■ **EXERCISE DESCRIPTION**
Reproduce the material below word for word, keeping every line in its original order.

■ **MATERIAL SHOWN**
* Begin *

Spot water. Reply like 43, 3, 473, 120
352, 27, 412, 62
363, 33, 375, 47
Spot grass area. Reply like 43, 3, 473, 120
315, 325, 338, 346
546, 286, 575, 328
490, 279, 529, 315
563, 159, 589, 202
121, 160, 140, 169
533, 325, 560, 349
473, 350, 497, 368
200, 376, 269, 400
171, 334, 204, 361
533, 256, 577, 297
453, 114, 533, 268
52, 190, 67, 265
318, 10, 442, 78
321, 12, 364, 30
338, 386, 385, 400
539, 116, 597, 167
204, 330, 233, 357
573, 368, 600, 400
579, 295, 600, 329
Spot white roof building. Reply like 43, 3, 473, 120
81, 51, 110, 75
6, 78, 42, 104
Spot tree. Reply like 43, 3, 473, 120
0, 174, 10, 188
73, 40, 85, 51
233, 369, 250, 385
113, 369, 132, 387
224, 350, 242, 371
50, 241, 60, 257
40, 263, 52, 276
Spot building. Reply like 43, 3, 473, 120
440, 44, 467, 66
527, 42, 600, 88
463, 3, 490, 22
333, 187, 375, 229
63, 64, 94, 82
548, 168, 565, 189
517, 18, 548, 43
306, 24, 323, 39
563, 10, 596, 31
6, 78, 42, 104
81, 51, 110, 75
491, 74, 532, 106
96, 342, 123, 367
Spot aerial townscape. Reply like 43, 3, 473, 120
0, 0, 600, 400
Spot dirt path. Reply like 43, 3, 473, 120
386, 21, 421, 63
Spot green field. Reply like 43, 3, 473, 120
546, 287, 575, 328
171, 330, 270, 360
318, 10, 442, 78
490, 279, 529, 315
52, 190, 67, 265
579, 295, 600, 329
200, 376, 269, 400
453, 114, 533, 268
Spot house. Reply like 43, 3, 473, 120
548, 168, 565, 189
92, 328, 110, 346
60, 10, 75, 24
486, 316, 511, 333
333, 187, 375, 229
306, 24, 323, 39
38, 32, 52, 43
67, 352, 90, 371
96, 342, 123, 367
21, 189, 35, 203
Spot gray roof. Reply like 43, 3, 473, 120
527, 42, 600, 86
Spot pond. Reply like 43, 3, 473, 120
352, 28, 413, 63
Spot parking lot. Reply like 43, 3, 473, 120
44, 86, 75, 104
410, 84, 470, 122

* End *

■ **TASK OUTPUT**
Spot water. Reply like 43, 3, 473, 120
352, 27, 412, 62
363, 33, 375, 47
Spot grass area. Reply like 43, 3, 473, 120
315, 325, 338, 346
546, 286, 575, 328
490, 279, 529, 315
563, 159, 589, 202
121, 160, 140, 169
533, 325, 560, 349
473, 350, 497, 368
200, 376, 269, 400
171, 334, 204, 361
533, 256, 577, 297
453, 114, 533, 268
52, 190, 67, 265
318, 10, 442, 78
321, 12, 364, 30
338, 386, 385, 400
539, 116, 597, 167
204, 330, 233, 357
573, 368, 600, 400
579, 295, 600, 329
Spot white roof building. Reply like 43, 3, 473, 120
81, 51, 110, 75
6, 78, 42, 104
Spot tree. Reply like 43, 3, 473, 120
0, 174, 10, 188
73, 40, 85, 51
233, 369, 250, 385
113, 369, 132, 387
224, 350, 242, 371
50, 241, 60, 257
40, 263, 52, 276
Spot building. Reply like 43, 3, 473, 120
440, 44, 467, 66
527, 42, 600, 88
463, 3, 490, 22
333, 187, 375, 229
63, 64, 94, 82
548, 168, 565, 189
517, 18, 548, 43
306, 24, 323, 39
563, 10, 596, 31
6, 78, 42, 104
81, 51, 110, 75
491, 74, 532, 106
96, 342, 123, 367
Spot aerial townscape. Reply like 43, 3, 473, 120
0, 0, 600, 400
Spot dirt path. Reply like 43, 3, 473, 120
386, 21, 421, 63
Spot green field. Reply like 43, 3, 473, 120
546, 287, 575, 328
171, 330, 270, 360
318, 10, 442, 78
490, 279, 529, 315
52, 190, 67, 265
579, 295, 600, 329
200, 376, 269, 400
453, 114, 533, 268
Spot house. Reply like 43, 3, 473, 120
548, 168, 565, 189
92, 328, 110, 346
60, 10, 75, 24
486, 316, 511, 333
333, 187, 375, 229
306, 24, 323, 39
38, 32, 52, 43
67, 352, 90, 371
96, 342, 123, 367
21, 189, 35, 203
Spot gray roof. Reply like 43, 3, 473, 120
527, 42, 600, 86
Spot pond. Reply like 43, 3, 473, 120
352, 28, 413, 63
Spot parking lot. Reply like 43, 3, 473, 120
44, 86, 75, 104
410, 84, 470, 122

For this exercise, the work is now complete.